Work item
All lines in the data bearing the string "segment" should be identified and copied.

* * *

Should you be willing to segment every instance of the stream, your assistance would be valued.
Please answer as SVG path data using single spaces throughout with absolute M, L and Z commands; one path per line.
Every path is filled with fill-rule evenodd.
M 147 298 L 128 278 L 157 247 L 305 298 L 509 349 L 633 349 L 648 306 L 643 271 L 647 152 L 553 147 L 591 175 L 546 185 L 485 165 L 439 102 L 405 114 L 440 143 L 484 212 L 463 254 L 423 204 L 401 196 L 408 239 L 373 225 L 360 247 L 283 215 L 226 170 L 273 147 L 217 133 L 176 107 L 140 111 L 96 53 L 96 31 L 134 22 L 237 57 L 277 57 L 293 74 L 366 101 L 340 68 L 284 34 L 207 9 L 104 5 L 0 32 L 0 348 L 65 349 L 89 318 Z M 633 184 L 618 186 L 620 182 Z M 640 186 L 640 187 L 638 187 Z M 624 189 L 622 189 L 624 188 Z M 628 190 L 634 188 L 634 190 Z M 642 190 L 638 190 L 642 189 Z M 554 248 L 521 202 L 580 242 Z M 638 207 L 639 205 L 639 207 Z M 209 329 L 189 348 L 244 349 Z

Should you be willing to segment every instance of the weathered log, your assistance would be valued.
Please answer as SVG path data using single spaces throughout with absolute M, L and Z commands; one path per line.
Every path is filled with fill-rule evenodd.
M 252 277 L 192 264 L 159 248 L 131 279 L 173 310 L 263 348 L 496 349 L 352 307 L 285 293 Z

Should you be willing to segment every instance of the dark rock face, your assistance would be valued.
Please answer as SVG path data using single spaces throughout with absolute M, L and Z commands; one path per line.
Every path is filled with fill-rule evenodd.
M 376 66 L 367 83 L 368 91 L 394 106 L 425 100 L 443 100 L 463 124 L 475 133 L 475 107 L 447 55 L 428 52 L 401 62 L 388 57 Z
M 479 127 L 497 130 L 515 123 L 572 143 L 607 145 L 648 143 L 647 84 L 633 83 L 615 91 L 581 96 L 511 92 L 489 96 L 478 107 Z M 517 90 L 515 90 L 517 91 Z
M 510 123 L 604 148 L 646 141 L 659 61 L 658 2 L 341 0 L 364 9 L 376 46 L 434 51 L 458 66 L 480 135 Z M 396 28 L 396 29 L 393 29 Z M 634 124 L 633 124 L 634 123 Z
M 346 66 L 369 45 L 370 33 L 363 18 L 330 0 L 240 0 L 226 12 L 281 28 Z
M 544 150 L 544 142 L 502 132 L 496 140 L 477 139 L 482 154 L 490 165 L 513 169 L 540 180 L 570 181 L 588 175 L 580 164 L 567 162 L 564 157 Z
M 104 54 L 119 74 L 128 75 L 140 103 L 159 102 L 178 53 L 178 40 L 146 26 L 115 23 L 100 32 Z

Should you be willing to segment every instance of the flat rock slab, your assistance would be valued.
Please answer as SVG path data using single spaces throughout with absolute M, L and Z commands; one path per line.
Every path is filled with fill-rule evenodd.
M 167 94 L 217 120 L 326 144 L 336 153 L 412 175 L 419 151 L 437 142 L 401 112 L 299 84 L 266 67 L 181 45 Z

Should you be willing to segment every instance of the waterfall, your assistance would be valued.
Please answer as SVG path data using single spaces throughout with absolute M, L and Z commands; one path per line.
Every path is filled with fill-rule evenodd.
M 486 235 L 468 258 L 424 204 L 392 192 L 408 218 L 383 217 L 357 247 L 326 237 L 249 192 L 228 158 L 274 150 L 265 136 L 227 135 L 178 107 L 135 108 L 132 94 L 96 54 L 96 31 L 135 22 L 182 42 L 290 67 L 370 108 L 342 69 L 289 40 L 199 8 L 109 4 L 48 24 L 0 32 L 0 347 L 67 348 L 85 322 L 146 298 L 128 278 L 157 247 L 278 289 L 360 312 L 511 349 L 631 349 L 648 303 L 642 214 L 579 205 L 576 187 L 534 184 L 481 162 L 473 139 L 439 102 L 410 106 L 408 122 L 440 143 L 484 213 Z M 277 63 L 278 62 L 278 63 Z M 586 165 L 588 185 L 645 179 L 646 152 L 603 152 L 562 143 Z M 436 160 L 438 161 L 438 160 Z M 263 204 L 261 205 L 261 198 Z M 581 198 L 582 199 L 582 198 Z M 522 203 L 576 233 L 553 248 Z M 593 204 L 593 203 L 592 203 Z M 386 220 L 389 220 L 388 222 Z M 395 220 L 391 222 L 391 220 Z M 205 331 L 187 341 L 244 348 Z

* * *

Answer below
Should you be willing to segment every instance of the stream, your assistance would be valued.
Should you be willing to segment every instance of the weathered log, your assistance would be valued.
Should you be willing to segment every instance of the dark rock face, your assistance would be valued.
Should you be willing to segment every instance of the flat rock slab, your assistance would be valued.
Should you be willing to segment every instance of the waterfall, your assistance would be valued.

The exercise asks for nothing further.